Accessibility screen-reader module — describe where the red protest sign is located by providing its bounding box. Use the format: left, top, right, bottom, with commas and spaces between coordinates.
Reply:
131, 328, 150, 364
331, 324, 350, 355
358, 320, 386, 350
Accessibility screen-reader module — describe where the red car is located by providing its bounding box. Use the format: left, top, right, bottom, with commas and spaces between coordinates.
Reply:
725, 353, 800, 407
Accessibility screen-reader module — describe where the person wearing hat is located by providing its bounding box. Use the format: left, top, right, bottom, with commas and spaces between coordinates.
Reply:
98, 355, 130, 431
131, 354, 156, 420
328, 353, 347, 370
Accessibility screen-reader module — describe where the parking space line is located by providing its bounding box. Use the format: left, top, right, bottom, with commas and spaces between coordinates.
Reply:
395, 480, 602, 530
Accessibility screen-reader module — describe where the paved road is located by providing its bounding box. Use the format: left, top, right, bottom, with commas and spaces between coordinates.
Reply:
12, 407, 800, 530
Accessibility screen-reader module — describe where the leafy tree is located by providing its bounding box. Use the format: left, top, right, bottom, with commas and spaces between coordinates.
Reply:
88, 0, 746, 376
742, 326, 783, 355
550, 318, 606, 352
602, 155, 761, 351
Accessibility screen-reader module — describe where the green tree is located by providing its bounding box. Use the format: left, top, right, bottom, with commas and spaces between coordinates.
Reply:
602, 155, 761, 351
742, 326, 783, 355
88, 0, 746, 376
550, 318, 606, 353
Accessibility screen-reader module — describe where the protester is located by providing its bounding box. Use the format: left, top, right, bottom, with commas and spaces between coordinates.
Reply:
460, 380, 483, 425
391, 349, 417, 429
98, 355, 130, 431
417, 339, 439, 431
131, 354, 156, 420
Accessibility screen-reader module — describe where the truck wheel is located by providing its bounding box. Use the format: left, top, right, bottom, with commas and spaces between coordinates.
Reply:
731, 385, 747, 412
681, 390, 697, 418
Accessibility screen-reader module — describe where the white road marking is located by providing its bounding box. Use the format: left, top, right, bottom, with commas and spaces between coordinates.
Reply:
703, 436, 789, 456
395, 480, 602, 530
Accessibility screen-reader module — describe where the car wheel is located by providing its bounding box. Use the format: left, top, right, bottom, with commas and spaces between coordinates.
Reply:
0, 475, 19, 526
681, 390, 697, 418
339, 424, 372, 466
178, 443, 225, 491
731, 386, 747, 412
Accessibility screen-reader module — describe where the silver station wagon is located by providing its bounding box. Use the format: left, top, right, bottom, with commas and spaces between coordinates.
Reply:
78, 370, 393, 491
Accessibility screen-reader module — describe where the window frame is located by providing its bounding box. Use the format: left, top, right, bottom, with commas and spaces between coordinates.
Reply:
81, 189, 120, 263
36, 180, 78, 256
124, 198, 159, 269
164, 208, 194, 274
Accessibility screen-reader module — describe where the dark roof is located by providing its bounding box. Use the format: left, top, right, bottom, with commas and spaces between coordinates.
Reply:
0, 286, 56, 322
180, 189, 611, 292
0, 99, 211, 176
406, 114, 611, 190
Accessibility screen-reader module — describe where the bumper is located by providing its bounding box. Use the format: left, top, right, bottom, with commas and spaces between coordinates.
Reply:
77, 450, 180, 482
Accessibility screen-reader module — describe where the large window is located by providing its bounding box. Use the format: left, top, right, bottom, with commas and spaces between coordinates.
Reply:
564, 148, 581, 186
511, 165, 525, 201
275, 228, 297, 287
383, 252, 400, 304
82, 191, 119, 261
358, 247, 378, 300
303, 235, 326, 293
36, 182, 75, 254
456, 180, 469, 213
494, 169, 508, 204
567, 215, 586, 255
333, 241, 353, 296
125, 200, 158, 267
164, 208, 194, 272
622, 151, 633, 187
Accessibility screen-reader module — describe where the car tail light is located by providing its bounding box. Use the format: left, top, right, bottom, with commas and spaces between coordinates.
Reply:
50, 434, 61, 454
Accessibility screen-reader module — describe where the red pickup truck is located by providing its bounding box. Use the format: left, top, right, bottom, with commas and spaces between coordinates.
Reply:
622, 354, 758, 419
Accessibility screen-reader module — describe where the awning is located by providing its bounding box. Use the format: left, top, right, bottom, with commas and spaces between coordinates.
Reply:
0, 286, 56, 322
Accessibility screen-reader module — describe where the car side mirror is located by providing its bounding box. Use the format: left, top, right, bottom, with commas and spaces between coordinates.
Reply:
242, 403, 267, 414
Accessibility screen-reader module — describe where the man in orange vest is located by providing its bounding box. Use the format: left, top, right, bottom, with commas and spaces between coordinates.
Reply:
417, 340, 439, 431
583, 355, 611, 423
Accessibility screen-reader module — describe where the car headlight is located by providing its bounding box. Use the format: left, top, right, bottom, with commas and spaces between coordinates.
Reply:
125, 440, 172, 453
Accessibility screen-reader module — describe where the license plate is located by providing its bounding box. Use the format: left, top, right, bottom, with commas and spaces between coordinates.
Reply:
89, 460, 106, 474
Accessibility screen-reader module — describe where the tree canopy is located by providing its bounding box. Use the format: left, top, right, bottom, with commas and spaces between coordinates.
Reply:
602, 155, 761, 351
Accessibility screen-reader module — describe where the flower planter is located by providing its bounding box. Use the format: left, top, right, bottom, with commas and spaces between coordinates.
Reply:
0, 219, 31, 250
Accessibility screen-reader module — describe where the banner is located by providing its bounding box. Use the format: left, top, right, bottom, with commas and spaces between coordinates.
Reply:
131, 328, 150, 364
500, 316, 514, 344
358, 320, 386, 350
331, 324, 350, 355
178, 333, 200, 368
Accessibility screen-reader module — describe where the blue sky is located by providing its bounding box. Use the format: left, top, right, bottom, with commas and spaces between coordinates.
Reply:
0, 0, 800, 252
* * *
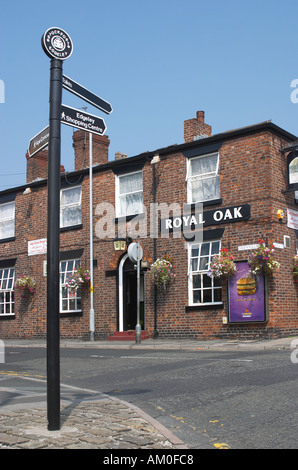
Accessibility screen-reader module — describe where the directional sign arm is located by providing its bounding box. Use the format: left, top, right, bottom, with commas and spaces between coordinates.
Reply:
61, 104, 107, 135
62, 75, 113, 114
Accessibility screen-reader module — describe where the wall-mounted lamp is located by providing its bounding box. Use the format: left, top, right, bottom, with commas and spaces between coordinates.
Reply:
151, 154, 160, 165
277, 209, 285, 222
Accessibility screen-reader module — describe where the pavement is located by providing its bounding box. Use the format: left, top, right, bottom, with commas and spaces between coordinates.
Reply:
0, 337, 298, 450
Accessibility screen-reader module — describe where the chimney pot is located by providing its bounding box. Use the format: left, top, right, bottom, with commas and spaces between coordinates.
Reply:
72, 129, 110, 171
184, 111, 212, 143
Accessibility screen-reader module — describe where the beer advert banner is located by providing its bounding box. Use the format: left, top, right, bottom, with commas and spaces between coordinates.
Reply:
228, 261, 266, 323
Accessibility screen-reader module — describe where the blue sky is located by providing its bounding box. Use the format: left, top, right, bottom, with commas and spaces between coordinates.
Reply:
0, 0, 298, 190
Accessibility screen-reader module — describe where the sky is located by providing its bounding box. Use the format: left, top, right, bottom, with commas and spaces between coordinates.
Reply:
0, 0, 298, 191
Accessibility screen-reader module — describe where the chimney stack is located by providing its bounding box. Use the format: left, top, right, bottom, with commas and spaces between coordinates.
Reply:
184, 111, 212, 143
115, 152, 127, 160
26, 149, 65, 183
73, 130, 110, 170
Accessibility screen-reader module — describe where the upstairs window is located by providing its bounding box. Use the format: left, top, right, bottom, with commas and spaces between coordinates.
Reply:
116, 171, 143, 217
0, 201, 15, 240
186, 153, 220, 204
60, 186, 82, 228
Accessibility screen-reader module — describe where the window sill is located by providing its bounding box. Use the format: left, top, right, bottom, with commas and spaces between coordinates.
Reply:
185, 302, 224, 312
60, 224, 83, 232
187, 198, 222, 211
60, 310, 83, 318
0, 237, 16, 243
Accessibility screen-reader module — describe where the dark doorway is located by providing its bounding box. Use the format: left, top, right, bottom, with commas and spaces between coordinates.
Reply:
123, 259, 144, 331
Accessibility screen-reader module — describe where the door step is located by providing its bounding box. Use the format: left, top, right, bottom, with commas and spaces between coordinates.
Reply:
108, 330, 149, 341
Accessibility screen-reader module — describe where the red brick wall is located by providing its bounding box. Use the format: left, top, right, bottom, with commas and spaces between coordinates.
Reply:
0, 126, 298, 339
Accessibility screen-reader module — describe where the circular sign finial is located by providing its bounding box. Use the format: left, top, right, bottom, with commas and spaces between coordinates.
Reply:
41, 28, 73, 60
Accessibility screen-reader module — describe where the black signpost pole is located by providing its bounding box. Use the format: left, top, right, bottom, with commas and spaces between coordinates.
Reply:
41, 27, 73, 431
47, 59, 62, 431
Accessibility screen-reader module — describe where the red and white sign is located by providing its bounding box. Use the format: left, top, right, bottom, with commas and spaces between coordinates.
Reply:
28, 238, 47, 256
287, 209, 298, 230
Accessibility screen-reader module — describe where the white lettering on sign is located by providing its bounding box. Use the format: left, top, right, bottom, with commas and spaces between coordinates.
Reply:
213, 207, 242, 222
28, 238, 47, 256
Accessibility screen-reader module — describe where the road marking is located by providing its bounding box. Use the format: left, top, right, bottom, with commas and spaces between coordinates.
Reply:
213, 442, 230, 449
==
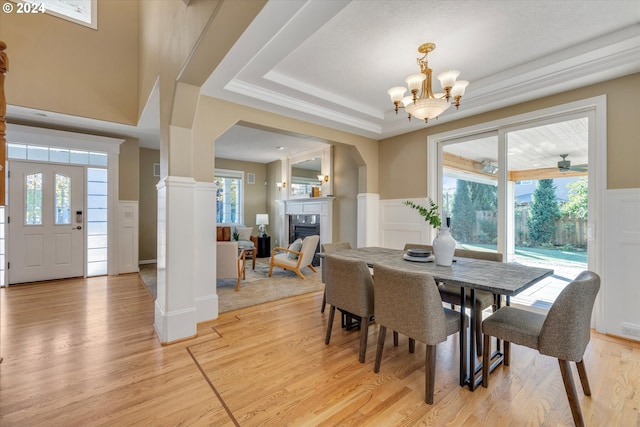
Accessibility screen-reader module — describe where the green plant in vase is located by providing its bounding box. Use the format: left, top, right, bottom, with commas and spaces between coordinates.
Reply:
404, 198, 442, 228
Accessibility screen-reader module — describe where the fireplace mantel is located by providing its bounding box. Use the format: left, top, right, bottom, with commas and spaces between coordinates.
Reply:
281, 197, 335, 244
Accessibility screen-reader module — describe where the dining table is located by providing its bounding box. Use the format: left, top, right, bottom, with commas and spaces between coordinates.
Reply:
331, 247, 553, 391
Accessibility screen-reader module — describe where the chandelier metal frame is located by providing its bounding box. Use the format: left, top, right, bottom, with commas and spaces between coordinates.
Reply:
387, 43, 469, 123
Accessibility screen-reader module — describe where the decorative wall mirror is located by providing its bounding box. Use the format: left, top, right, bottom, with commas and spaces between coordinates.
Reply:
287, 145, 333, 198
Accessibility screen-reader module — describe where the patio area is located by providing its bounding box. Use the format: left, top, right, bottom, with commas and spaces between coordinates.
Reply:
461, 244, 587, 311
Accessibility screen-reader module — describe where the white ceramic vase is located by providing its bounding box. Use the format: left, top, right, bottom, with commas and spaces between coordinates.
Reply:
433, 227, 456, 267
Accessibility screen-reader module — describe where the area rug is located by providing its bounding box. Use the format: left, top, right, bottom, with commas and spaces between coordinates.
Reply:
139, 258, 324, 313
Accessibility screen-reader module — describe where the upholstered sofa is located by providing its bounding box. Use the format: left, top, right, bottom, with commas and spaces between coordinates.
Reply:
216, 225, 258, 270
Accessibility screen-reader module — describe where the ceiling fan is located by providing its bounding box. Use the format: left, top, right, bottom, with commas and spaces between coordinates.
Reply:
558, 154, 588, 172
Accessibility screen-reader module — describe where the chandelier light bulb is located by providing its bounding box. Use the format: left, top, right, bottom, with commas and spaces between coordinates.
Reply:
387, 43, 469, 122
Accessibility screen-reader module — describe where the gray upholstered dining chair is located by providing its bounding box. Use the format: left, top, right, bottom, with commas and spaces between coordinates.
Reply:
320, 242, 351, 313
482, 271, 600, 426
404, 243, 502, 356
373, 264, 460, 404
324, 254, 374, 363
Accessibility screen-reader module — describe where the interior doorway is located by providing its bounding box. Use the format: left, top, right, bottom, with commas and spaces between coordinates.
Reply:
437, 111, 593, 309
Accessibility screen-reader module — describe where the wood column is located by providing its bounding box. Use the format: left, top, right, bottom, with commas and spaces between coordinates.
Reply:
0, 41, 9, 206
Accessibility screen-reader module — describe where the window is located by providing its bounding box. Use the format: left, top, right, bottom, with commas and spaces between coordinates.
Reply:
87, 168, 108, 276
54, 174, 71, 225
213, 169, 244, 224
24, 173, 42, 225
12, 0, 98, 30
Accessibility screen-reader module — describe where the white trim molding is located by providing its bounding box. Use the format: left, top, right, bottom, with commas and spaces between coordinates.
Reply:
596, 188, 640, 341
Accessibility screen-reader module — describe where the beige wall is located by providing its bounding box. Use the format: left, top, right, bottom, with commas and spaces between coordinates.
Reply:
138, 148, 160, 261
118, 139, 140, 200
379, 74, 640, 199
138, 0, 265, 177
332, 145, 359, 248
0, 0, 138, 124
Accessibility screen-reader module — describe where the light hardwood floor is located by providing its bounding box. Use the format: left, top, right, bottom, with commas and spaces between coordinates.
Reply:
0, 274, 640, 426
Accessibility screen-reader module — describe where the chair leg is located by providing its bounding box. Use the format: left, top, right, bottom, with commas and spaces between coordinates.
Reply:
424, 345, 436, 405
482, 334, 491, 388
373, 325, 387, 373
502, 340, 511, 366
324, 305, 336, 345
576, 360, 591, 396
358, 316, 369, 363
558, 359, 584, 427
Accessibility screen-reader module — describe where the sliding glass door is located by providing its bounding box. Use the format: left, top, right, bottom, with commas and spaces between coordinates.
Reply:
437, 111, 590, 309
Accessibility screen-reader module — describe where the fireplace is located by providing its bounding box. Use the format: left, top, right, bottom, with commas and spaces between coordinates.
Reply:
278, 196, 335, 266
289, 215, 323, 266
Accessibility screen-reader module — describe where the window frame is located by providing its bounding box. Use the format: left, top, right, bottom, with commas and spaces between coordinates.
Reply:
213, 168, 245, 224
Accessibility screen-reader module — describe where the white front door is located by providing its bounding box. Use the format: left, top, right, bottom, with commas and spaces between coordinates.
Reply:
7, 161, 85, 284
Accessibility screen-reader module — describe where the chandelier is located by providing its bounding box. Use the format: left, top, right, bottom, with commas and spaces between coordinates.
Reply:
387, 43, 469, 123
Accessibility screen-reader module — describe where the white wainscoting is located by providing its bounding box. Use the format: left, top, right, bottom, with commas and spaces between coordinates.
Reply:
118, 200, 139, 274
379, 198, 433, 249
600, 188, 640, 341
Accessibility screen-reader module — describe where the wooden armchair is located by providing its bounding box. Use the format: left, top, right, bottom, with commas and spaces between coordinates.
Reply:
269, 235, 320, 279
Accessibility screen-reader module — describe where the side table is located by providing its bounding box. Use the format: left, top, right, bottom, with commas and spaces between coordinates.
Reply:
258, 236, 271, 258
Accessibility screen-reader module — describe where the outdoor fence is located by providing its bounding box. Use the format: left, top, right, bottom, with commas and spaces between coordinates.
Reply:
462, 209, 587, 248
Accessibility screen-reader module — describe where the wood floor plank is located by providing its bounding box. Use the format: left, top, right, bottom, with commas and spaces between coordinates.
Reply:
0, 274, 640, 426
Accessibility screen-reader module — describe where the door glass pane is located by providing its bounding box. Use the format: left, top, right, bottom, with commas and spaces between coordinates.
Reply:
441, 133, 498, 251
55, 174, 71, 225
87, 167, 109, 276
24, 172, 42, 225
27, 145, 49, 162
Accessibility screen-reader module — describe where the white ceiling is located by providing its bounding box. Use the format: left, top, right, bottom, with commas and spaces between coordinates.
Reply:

What is expected: Write out again every line from the one holding "Accessibility screen-reader module — describe where the upstairs" through the one holding "123, 259, 144, 331", inclusive, item wording and all. Scale each bounding-box coordinate in the answers by 1.55 and round to whole numbers, with halves rounding up.

Reply:
Accessibility screen-reader module — describe where the upstairs window is located by providing its bounding box. Use the format: left, top, right, bottom, with commas and spaces between coordinates.
Reply:
180, 265, 222, 336
0, 312, 23, 372
288, 237, 341, 316
93, 288, 127, 353
Accessibility screen-reader module — describe where the window sill is located by providing its bounding box. Use the format: left, top, right, bottom, with commas and spaces between coordinates.
Reply:
287, 468, 347, 484
93, 347, 129, 360
290, 307, 344, 327
93, 481, 129, 493
0, 367, 25, 377
Accessibility screen-reader module — describe where the dark doorway is located by providing its bounding box. Use the format: left, top, right, bottom, with commas and spaces between coordinates.
Reply:
191, 401, 223, 513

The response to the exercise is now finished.